* **EXERCISE INSTRUCTIONS**
Copy all lines in the data that contain the string "white".

* **DATA LISTING**

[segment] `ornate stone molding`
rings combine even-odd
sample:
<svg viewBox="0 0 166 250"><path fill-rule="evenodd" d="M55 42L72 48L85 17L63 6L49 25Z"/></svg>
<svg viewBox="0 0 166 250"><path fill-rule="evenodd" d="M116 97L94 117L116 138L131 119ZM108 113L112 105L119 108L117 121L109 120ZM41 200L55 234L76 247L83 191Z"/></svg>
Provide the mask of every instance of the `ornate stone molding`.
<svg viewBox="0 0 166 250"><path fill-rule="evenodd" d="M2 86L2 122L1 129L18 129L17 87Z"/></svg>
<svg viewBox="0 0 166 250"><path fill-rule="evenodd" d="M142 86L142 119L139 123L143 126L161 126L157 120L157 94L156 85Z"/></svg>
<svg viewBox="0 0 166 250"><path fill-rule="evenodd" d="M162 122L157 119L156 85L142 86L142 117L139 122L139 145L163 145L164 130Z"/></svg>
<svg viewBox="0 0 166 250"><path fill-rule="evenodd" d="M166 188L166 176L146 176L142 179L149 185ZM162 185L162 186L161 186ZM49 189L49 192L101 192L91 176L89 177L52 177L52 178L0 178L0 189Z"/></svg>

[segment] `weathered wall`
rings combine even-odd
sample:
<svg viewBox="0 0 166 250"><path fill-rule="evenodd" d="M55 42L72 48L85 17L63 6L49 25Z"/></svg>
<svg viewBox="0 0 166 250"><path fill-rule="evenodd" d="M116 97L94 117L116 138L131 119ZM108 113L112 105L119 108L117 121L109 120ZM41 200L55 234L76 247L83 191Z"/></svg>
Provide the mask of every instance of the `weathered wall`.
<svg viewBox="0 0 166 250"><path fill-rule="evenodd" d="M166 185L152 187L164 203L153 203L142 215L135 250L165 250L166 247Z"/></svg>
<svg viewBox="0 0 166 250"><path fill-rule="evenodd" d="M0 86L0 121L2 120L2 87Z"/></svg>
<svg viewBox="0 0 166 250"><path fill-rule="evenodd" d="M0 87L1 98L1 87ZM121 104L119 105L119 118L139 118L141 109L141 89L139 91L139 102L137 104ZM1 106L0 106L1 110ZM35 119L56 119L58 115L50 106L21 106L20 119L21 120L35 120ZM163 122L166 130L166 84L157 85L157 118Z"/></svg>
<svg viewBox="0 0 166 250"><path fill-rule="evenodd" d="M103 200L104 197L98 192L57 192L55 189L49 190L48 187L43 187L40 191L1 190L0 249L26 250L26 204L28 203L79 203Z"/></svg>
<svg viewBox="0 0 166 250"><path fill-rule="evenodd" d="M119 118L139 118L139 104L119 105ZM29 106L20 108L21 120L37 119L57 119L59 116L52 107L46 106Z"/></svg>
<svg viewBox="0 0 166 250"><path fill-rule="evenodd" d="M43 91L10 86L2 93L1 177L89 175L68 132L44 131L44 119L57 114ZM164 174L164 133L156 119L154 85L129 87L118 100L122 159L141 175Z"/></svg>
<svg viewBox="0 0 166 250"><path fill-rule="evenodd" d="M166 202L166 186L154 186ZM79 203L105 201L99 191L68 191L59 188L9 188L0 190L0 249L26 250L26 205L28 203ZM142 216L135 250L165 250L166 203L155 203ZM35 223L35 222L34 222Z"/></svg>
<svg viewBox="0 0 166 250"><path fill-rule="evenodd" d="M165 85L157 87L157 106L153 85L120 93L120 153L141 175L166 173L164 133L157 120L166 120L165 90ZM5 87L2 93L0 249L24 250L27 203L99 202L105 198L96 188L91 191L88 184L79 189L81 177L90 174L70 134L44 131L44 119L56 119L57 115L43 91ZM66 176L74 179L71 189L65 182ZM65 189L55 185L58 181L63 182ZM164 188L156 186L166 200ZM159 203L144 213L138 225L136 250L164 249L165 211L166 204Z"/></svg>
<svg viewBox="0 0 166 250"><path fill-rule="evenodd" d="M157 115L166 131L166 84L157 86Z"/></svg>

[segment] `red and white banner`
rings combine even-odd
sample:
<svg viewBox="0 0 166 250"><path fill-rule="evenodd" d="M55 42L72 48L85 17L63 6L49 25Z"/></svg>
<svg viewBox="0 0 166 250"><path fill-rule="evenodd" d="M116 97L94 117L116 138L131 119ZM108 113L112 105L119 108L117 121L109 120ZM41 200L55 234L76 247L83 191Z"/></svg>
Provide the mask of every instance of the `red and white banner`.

* **EXERCISE ANSWER**
[segment] `red and white banner`
Provide the mask of every instance of the `red and white banner`.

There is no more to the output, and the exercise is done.